_SOURCE_
Facebook is doing the hard work necessary to protect elections and your privacy. That's the message from Sheryl Sandberg in interviews with CBS This Morning and CNBC on Friday.

Sandberg, the social network's chief operating officer, told CBS This Morning that earning back people's trust will be hard, but that she and CEO Mark Zuckerberg will do "whatever it takes" to keep people safe on Facebook. (Editor's note: CNET is owned by CBS.)

Sandberg also responded to a recent op-ed from Facebook co-founder Chris Hughes, who said Zuckerberg had too much power and that the company should be broken up.

"You could break us up, you could break other tech companies up, but you actually don't address the underlying issues people are concerned about," Sandberg told CNBC.

Facebook, along with other social media companies like Twitter and YouTube, has been called out for not doing enough to combat election meddling, misinformation and hate speech. Critics have also argued that Facebook's enormous power needs to be kept in check.

_EXTRACTED RECORDS_
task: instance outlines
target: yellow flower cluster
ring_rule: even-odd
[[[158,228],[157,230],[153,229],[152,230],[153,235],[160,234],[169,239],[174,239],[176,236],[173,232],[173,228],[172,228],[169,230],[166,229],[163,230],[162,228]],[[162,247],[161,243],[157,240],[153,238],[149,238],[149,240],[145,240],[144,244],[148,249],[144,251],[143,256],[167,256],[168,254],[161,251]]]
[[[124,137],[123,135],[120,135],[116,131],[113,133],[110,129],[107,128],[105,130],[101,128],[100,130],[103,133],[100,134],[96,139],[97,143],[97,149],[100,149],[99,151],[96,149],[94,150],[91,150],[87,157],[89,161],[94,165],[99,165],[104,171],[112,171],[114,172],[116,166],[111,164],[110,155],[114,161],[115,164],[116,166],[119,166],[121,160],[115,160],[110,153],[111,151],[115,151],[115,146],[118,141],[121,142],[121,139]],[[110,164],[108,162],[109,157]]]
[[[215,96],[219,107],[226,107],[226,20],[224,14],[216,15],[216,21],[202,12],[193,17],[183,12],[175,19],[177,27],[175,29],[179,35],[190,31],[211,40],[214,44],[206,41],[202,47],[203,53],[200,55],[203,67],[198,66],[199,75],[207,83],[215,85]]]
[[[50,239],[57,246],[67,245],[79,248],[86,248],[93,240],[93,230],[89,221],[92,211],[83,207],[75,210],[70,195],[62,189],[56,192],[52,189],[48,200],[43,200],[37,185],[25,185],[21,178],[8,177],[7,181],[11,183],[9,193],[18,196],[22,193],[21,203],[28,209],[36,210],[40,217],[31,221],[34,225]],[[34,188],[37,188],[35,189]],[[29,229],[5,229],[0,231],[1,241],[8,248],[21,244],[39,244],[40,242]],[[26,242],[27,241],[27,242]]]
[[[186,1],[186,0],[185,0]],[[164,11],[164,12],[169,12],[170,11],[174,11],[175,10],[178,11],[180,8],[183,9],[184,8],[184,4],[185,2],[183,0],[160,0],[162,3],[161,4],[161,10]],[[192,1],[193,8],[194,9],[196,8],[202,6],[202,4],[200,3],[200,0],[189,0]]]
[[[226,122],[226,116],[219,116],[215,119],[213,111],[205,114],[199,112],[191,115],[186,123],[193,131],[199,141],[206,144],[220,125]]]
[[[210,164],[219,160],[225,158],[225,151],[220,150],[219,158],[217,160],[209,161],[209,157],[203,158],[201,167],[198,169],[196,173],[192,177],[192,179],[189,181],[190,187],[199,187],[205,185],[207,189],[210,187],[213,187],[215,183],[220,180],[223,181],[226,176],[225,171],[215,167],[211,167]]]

_PROBLEM REQUIREMENTS_
Reproduce the passage of the Sandberg article above, starting with "Facebook, along with" and going on through "kept in check.".

_ANSWER TO THE PROBLEM_
Facebook, along with other social media companies like Twitter and YouTube, has been called out for not doing enough to combat election meddling, misinformation and hate speech. Critics have also argued that Facebook's enormous power needs to be kept in check.